**Problem details**
Output every entry exactly as written.

**Records for this exercise**
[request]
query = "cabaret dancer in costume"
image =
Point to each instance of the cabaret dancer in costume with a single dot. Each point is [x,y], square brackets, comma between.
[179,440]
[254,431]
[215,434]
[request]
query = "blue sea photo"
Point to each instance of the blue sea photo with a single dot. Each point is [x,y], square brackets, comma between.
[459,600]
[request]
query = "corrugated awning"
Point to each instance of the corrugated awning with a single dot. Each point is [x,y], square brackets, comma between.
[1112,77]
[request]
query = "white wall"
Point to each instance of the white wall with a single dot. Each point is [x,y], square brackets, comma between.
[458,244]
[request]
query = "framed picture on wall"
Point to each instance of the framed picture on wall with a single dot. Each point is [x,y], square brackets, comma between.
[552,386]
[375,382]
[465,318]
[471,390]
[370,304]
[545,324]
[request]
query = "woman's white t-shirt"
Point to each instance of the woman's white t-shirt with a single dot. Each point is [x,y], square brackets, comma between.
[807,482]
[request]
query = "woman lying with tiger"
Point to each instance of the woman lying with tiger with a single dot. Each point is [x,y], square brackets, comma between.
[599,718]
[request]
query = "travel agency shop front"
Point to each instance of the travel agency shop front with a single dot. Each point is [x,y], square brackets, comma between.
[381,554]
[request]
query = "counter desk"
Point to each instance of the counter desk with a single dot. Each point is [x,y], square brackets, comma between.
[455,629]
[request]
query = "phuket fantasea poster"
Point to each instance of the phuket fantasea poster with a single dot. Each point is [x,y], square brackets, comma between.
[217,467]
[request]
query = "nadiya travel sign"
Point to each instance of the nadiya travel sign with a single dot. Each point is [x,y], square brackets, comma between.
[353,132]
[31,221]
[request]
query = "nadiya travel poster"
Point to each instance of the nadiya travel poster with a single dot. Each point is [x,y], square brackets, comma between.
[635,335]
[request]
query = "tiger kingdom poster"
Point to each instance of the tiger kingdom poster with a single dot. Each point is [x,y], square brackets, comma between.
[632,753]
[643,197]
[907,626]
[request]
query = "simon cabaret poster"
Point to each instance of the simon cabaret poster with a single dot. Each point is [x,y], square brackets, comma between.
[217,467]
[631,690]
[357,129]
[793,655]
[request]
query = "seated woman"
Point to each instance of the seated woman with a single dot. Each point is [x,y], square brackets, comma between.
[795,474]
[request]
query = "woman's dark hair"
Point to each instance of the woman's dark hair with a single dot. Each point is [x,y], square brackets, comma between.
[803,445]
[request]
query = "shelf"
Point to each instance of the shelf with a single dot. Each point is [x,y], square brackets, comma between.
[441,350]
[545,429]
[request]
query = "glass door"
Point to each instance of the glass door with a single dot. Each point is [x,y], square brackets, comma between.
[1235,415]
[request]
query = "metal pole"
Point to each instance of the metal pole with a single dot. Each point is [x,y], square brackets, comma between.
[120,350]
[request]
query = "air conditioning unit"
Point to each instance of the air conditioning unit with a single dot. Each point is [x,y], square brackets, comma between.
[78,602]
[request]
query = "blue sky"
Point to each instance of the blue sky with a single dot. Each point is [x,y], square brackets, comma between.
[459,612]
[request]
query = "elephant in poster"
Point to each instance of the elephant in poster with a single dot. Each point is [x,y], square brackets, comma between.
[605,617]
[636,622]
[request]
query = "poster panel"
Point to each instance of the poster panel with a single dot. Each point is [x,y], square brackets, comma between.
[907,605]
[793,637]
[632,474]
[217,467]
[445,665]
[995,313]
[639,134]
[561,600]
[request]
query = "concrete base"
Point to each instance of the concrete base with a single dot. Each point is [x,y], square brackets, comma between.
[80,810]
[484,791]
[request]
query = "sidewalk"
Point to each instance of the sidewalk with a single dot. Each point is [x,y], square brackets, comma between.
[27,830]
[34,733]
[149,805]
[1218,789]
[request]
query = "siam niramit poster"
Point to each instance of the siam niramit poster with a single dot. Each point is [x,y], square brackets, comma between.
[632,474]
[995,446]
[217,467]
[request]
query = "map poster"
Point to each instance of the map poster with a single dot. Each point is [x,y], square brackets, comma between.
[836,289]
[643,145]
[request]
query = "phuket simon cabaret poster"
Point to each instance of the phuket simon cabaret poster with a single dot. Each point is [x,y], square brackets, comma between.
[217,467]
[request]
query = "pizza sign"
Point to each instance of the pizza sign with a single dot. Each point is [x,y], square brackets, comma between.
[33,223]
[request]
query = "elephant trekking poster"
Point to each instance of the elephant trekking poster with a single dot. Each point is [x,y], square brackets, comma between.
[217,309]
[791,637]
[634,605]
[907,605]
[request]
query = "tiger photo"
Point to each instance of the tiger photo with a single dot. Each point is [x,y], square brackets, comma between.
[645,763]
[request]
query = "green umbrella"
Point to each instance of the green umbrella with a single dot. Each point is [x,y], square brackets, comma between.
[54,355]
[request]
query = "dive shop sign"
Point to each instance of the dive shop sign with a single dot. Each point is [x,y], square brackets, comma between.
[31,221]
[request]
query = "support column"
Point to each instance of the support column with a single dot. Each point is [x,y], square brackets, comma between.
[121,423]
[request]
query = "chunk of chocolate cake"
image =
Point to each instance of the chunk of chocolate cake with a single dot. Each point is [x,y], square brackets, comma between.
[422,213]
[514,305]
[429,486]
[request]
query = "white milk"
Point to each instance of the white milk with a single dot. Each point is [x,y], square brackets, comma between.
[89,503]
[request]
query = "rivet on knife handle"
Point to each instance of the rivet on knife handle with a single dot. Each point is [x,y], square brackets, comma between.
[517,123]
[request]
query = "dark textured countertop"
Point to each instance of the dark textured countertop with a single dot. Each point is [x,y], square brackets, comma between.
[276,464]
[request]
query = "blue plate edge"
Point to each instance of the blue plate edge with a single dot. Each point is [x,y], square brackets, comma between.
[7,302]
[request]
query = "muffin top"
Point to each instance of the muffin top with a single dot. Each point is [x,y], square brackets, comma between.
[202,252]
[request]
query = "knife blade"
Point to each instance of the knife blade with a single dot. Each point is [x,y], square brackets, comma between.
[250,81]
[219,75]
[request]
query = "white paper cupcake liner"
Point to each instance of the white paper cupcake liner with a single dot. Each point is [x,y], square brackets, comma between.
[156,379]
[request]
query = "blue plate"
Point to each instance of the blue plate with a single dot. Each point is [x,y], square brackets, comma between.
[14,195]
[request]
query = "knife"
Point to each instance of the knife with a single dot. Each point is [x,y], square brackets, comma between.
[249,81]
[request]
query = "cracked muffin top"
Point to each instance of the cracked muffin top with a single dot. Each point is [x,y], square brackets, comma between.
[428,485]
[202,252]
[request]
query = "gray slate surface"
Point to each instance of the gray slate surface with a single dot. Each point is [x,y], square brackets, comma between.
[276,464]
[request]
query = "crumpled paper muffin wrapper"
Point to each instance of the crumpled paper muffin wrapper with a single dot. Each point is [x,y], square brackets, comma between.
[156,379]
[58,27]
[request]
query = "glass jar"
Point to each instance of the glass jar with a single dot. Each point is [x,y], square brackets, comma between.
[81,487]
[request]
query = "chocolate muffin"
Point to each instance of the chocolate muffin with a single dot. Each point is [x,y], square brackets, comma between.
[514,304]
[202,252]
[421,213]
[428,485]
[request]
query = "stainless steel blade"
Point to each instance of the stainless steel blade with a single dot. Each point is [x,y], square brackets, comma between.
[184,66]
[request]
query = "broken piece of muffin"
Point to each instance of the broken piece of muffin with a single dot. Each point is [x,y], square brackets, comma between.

**Answer to the exercise**
[request]
query = "cabaret dancer in costume"
image =
Point to each instance of the cabaret dancer in costume with a single dot. Each point is [x,y], square brackets, comma between.
[179,440]
[254,431]
[215,434]
[request]
query = "blue sea photo"
Point to each instance of the blue sea photo with a single dot. Each point is [x,y], square brackets, comma between.
[459,600]
[request]
query = "corrugated awning"
Point to each instance of the corrugated awning with a single dot. Each point is [x,y], square brackets, comma between.
[1112,77]
[request]
query = "white wall"
Point to each instance of the white wall with a single dot. Each point is [x,y], square brackets, comma between.
[458,244]
[request]
query = "framed picture on wall"
Point to each instance of the framed picture on wall with a single dot. Each point is [x,y], square brackets, comma between.
[552,386]
[375,382]
[465,318]
[471,390]
[370,304]
[545,324]
[request]
query = "woman's white t-shirt"
Point to each instance of the woman's white t-shirt with a single dot. Each point is [x,y], square brackets, comma between.
[807,482]
[request]
query = "woman lying with tiger"
Point to each instance of the woman lying with tiger with a single dot. Each point is [x,y], square brackets, comma between.
[599,718]
[request]
query = "travel agency shop front"
Point to each instance of the travel agency shop front with a single dot. Each point is [x,y], square brackets, comma between.
[381,554]
[request]
query = "counter desk"
Point to each instance of the counter desk with a single dot. Each point is [x,y], square brackets, comma between.
[455,629]
[request]
query = "phuket fantasea poster"
Point to each instance of the phuket fantasea poster with a single dot. Each point is [x,y], square brackets, comma between.
[217,467]
[request]
query = "nadiya travel sign"
Point to each instance of the nadiya travel sign with a single dot. Each point is [x,y], square brackets, comma between.
[353,132]
[31,221]
[request]
query = "nadiya travel poster"
Point to each instance of the nadiya travel poster with a single dot. Each point is [x,y], square brackets, comma between.
[635,335]
[request]
query = "tiger kingdom poster"
Point to each instance of the tiger kingdom poster with a single dot. Each point is [x,y], square brackets, comma between.
[632,753]
[643,197]
[907,626]
[request]
query = "simon cabaret poster"
Point to each instance of the simon cabaret poster with a single dot. Each point is [x,y], square brackets, comma between.
[217,467]
[631,690]
[357,129]
[793,655]
[request]
query = "seated woman"
Point to each instance of the seated woman with a single dot. Each point is [x,y], square brackets, comma between.
[795,474]
[request]
query = "woman's dark hair"
Point to each instance of the woman's dark hair with a single dot. Each point is [x,y], square brackets, comma between.
[803,445]
[request]
query = "shelf"
Point to each instance of the shelf with a single dot. Each point is [x,y], square brackets, comma between.
[441,350]
[545,429]
[request]
query = "glass door"
Point to each instance of the glass door with a single dot. Each point is [x,y], square brackets, comma between.
[1235,415]
[request]
query = "metal pole"
Point to each instance of the metal pole with a single dot. Each point is [x,y], square brackets, comma between.
[120,350]
[request]
query = "air conditioning unit"
Point to each instance of the air conditioning unit with a single dot. Each point is [x,y], square brackets, comma between.
[78,602]
[request]
query = "blue sky"
Point to each instance of the blue sky with a single dot. Each point is [x,y], square brackets, comma between.
[459,612]
[request]
query = "elephant in poster"
Point to each instance of the elephant in poster with a single dot. Each point is [x,y], square brackets, comma between.
[605,617]
[636,622]
[request]
query = "poster panel"
Point to each instance of the poster panel with a single dot. Each point is [x,y], square brackets, comma between.
[907,605]
[793,637]
[632,474]
[217,467]
[445,665]
[995,313]
[639,134]
[561,600]
[request]
query = "concrete base"
Point to each instance of the concrete base with a single dot. Each point is [x,y], square brackets, comma between.
[80,810]
[484,791]
[request]
query = "sidewalk"
Point to each instance of the sidewalk with a single dot. Each point is [x,y], square brackets, comma between.
[27,830]
[34,733]
[149,805]
[1218,789]
[request]
query = "siam niramit poster"
Point to each instance of the siam niramit poster with a single dot. Each point is [x,y], square brackets, comma between.
[632,474]
[995,446]
[217,467]
[request]
query = "map poster"
Point to each instance of the map poster with a single dot. Each point is [x,y], square brackets, comma between.
[836,289]
[643,145]
[request]
query = "phuket simon cabaret poster"
Point to each instance of the phuket simon cabaret poster with a single dot. Each point is [x,y], square brackets, comma between.
[217,467]
[request]
query = "pizza sign"
Point to each instance of the pizza sign with a single dot. Each point is [x,y], square brackets, comma between.
[33,223]
[request]
query = "elephant trekking poster"
Point to each instance of the elephant trekking poster with a single dot. Each point is [x,y], square brackets, comma between.
[217,309]
[791,637]
[634,605]
[907,605]
[request]
query = "tiger photo"
Point to each instance of the tiger photo with a single dot. Each point is [x,y], square brackets, comma between.
[645,763]
[request]
query = "green umbrella"
Point to each instance of the green umbrella with a single dot. Each point is [x,y], square brackets, comma between.
[54,355]
[request]
query = "dive shop sign"
Point to each instance of the dive shop sign with a single dot. Each point is [x,y], square brackets, comma between.
[31,221]
[request]
query = "support column"
Point to each instance of the support column with a single dot. Each point is [x,y], square brackets, comma between.
[121,423]
[request]
query = "chunk of chocolate cake"
image =
Point to each instance of the chunk of chocolate cake with a single dot. Each point is [x,y], square brackets, comma between.
[422,213]
[514,305]
[429,486]
[request]
query = "white milk"
Point to each instance of the white milk with a single dot. Each point is [x,y], square brackets, comma between.
[89,503]
[request]
query = "rivet on knife handle"
Point to each instance of the rivet on knife handle with a single dot. Each point is [x,y], square brackets, comma between.
[517,123]
[request]
query = "dark textured countertop"
Point to each instance of the dark textured countertop with a single dot. Each point is [x,y], square brackets, comma between.
[276,464]
[request]
query = "blue plate edge"
Point to each instance of the blue plate edge with a single dot. Each point is [x,y], square brackets, comma between.
[7,302]
[request]
query = "muffin top"
Point to each instance of the muffin top with a single dot. Each point is [x,y], square brackets, comma between.
[202,252]
[request]
query = "knife blade"
Point to each instance of the knife blade with a single dot. Each point is [x,y], square brackets, comma between.
[250,81]
[219,75]
[request]
query = "white paper cupcake liner"
Point to each instance of the white paper cupcake liner with a single dot. Each point is [x,y], square brackets, comma between.
[156,379]
[request]
query = "blue plate"
Point to each instance of the blue plate with a single dot. Each point is [x,y], square brackets, comma between.
[14,195]
[request]
query = "knife"
Point to each instance of the knife with a single dot. Each point is [x,y], square brackets, comma between.
[249,81]
[request]
query = "cracked muffin top"
Point to each instance of the cracked muffin top with a single dot. Each point is [x,y], square brackets, comma between.
[428,485]
[202,252]
[request]
query = "gray slate surface"
Point to each instance of the gray slate surface with a single dot. Each point is [x,y], square brackets, comma between.
[276,464]
[request]
query = "crumpled paper muffin wrapper"
Point to each instance of the crumpled paper muffin wrapper with a single dot. Each point is [x,y], square brackets, comma between.
[156,379]
[58,27]
[request]
query = "glass jar"
Point to each instance of the glass jar with a single dot. Each point is [x,y], square brackets, comma between.
[81,487]
[request]
query = "chocolate muffin"
Point to each instance of the chocolate muffin with a single dot. Each point is [x,y], square brackets, comma between.
[514,304]
[202,252]
[421,213]
[428,485]
[request]
query = "stainless steel blade"
Point to each instance of the stainless steel blade with a single dot. Each point is [x,y], square brackets, comma between.
[184,66]
[request]
query = "broken piece of muffin"
Point to each instance of the broken piece of muffin with a single dot. Each point is [x,y], square brackets, comma between.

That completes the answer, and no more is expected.